* Exercise directions *
Could you reproduce the listing below line for line, with no changes at all?

* Records provided *

===============

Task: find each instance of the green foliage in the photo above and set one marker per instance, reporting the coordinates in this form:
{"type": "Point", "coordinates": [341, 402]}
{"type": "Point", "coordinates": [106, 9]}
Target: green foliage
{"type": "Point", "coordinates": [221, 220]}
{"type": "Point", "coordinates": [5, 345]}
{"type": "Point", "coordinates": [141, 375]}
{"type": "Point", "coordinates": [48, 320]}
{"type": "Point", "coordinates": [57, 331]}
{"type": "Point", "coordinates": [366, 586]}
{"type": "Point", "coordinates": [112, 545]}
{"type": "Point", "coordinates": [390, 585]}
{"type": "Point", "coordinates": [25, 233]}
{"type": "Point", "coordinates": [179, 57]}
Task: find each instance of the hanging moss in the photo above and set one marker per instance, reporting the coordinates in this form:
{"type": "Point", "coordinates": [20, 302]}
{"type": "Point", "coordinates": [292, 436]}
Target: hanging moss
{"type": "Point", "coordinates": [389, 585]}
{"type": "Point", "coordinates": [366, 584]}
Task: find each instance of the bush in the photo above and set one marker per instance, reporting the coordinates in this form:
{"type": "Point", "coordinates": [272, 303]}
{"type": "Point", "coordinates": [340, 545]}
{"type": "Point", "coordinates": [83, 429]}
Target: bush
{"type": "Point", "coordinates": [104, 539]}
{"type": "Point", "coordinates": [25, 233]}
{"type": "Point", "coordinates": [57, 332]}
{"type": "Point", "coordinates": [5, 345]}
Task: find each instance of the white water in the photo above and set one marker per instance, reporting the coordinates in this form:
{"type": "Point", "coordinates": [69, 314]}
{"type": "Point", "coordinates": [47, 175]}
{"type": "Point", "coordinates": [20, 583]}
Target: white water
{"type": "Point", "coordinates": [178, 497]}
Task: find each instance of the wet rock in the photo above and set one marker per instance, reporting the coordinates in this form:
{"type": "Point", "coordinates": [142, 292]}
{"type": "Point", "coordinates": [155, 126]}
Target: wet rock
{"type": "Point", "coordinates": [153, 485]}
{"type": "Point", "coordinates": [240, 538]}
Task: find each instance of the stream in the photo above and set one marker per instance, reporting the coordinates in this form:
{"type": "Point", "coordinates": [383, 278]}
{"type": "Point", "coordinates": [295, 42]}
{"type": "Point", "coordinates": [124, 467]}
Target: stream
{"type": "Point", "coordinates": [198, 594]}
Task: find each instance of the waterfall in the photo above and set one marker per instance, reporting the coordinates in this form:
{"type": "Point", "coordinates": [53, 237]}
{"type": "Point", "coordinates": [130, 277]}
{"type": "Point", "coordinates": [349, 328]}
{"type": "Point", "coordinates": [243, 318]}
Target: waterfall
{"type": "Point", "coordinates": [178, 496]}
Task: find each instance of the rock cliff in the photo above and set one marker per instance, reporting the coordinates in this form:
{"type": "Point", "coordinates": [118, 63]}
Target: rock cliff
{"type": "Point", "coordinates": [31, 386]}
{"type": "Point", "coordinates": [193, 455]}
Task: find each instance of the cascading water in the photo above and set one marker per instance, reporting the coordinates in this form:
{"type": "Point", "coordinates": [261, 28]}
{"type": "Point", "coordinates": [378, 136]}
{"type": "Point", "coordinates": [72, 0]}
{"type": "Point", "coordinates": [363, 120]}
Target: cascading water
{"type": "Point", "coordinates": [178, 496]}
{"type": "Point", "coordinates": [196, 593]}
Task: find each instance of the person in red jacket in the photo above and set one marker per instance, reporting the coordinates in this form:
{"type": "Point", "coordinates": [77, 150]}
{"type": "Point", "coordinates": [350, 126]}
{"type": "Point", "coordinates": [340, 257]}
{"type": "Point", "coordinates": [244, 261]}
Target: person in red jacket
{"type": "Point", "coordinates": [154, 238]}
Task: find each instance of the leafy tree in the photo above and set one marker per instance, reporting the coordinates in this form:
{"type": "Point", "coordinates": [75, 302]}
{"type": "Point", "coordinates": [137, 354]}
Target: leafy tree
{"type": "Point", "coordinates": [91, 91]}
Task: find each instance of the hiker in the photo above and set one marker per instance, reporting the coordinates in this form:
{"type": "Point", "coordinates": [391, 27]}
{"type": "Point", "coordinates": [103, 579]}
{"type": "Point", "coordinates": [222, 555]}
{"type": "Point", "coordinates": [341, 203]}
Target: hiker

===============

* Task solution *
Task: find each instance of the green foliage in the photo above and set one marker per instance, reporting the coordinates in this form:
{"type": "Point", "coordinates": [341, 402]}
{"type": "Point", "coordinates": [106, 9]}
Target: green foliage
{"type": "Point", "coordinates": [221, 220]}
{"type": "Point", "coordinates": [5, 345]}
{"type": "Point", "coordinates": [141, 375]}
{"type": "Point", "coordinates": [48, 320]}
{"type": "Point", "coordinates": [57, 331]}
{"type": "Point", "coordinates": [366, 586]}
{"type": "Point", "coordinates": [112, 545]}
{"type": "Point", "coordinates": [390, 585]}
{"type": "Point", "coordinates": [25, 233]}
{"type": "Point", "coordinates": [179, 57]}
Task: find each instance of the hanging moss in the photo above and set one marker per instance, reporting the coordinates in this form:
{"type": "Point", "coordinates": [20, 302]}
{"type": "Point", "coordinates": [292, 436]}
Target: hanging moss
{"type": "Point", "coordinates": [389, 585]}
{"type": "Point", "coordinates": [366, 584]}
Task: find each instance of the bush in the photo above and set one marker per instance, reporting the coordinates in this form:
{"type": "Point", "coordinates": [272, 303]}
{"type": "Point", "coordinates": [340, 545]}
{"type": "Point", "coordinates": [83, 429]}
Target: bush
{"type": "Point", "coordinates": [104, 539]}
{"type": "Point", "coordinates": [25, 233]}
{"type": "Point", "coordinates": [57, 332]}
{"type": "Point", "coordinates": [5, 345]}
Task: find each instance of the white water in the photo above and set one marker per instance, reporting the coordinates in this form:
{"type": "Point", "coordinates": [69, 314]}
{"type": "Point", "coordinates": [47, 175]}
{"type": "Point", "coordinates": [20, 583]}
Target: white water
{"type": "Point", "coordinates": [178, 497]}
Task: find each instance of the wet rock in the photo above and set one marker per instance, reporting the coordinates in this form:
{"type": "Point", "coordinates": [142, 292]}
{"type": "Point", "coordinates": [155, 126]}
Target: wet rock
{"type": "Point", "coordinates": [153, 485]}
{"type": "Point", "coordinates": [240, 538]}
Task: find each instance of the stream in the photo above and set one marker per instance, reporting the coordinates in this form:
{"type": "Point", "coordinates": [383, 278]}
{"type": "Point", "coordinates": [295, 42]}
{"type": "Point", "coordinates": [124, 467]}
Target: stream
{"type": "Point", "coordinates": [198, 594]}
Task: find each instance of the waterfall in the photo above and set one marker per instance, reporting the coordinates in this form:
{"type": "Point", "coordinates": [53, 237]}
{"type": "Point", "coordinates": [130, 277]}
{"type": "Point", "coordinates": [349, 328]}
{"type": "Point", "coordinates": [243, 318]}
Target: waterfall
{"type": "Point", "coordinates": [178, 496]}
Task: find each instance of the rock cliff in the photo above and set one marker per instance, reporting the coordinates in this form:
{"type": "Point", "coordinates": [118, 63]}
Target: rock cliff
{"type": "Point", "coordinates": [31, 386]}
{"type": "Point", "coordinates": [193, 455]}
Task: find each instance of the cascading water in the photo above and set one marker per instance, reporting the coordinates in this form:
{"type": "Point", "coordinates": [261, 28]}
{"type": "Point", "coordinates": [378, 136]}
{"type": "Point", "coordinates": [72, 0]}
{"type": "Point", "coordinates": [363, 120]}
Target: cascading water
{"type": "Point", "coordinates": [178, 496]}
{"type": "Point", "coordinates": [196, 593]}
Task: find each instance of the person in red jacket in the photo above and set one marker per instance, reporting the coordinates in this form:
{"type": "Point", "coordinates": [77, 150]}
{"type": "Point", "coordinates": [350, 126]}
{"type": "Point", "coordinates": [340, 257]}
{"type": "Point", "coordinates": [244, 261]}
Target: person in red jacket
{"type": "Point", "coordinates": [154, 238]}
Task: find each instance of the leafy tree in the photo above and set one marker per instance, reporting the coordinates in this form:
{"type": "Point", "coordinates": [75, 302]}
{"type": "Point", "coordinates": [137, 354]}
Target: leafy tree
{"type": "Point", "coordinates": [91, 91]}
Task: find each instance of the hiker in the photo above and set one marker per instance, reporting the coordinates in this form:
{"type": "Point", "coordinates": [391, 27]}
{"type": "Point", "coordinates": [103, 579]}
{"type": "Point", "coordinates": [222, 555]}
{"type": "Point", "coordinates": [341, 203]}
Target: hiker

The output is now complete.